▶ [YOUR INSTRUCTIONS] How many lines of the data contain the word "person"? Give only that number.
____ EXERCISE MATERIALS
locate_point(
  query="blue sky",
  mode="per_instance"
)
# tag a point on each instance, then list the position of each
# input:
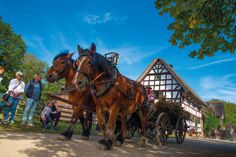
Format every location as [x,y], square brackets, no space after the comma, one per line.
[132,28]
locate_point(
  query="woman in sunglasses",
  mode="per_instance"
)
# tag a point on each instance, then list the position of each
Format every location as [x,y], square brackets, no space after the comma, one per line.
[16,89]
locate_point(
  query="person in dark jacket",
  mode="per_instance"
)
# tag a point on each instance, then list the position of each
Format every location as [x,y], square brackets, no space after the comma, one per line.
[55,115]
[33,92]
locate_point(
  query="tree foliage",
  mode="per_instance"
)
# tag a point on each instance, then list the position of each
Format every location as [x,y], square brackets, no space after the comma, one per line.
[12,49]
[209,23]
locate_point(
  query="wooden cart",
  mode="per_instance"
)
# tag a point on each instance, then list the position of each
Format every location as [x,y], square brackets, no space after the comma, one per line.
[164,118]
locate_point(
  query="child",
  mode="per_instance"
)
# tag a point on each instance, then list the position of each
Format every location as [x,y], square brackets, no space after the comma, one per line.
[45,117]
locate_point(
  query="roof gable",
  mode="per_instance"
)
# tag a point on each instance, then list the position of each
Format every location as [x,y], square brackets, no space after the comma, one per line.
[182,83]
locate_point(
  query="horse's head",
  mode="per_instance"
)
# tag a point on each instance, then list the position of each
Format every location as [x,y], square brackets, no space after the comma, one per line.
[86,66]
[60,67]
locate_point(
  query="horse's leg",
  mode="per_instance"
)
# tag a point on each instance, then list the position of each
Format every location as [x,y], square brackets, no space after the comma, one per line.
[143,120]
[121,128]
[88,124]
[70,130]
[101,119]
[110,128]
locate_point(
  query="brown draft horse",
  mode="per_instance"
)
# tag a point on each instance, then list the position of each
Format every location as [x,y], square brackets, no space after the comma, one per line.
[112,93]
[63,67]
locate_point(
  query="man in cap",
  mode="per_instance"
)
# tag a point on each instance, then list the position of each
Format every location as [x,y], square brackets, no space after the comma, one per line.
[16,89]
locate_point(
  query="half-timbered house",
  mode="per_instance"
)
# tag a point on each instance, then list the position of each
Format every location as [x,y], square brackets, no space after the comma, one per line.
[163,80]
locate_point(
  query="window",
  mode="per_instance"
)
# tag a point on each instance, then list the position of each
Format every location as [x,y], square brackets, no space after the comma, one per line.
[157,77]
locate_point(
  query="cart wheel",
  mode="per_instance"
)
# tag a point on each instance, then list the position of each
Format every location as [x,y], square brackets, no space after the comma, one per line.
[151,132]
[130,132]
[180,130]
[162,127]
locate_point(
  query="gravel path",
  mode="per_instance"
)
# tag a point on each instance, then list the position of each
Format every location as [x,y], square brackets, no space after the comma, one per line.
[46,145]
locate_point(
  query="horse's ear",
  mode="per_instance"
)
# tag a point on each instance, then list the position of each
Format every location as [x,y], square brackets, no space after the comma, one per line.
[93,48]
[80,50]
[70,55]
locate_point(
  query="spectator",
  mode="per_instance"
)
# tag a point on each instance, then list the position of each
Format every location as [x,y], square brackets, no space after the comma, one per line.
[33,92]
[2,70]
[16,88]
[45,117]
[55,115]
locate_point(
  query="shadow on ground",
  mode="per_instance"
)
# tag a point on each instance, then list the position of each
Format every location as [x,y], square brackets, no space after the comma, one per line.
[37,145]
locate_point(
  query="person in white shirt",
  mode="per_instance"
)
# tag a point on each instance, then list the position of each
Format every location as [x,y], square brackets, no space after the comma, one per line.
[2,69]
[16,88]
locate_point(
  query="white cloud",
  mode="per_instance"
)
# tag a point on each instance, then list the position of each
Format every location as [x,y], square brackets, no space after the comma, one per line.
[223,88]
[37,44]
[213,63]
[93,19]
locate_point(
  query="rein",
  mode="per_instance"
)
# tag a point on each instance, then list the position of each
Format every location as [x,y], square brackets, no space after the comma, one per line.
[91,83]
[97,77]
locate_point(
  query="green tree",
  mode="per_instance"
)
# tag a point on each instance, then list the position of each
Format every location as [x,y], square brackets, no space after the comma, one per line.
[209,23]
[12,49]
[230,113]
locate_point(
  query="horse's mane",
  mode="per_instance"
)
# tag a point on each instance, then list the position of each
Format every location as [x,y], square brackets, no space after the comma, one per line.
[104,63]
[63,53]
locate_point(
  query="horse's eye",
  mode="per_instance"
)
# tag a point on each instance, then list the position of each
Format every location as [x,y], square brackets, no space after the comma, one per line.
[91,62]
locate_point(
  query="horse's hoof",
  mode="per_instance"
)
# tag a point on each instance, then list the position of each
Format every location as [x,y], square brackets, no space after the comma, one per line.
[105,144]
[142,144]
[62,138]
[85,137]
[117,143]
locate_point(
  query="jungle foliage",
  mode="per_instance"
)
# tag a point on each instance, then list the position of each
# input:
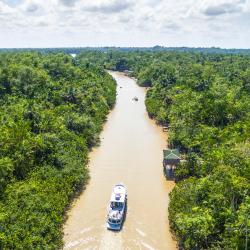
________
▶ [EXERCISE RESULT] 2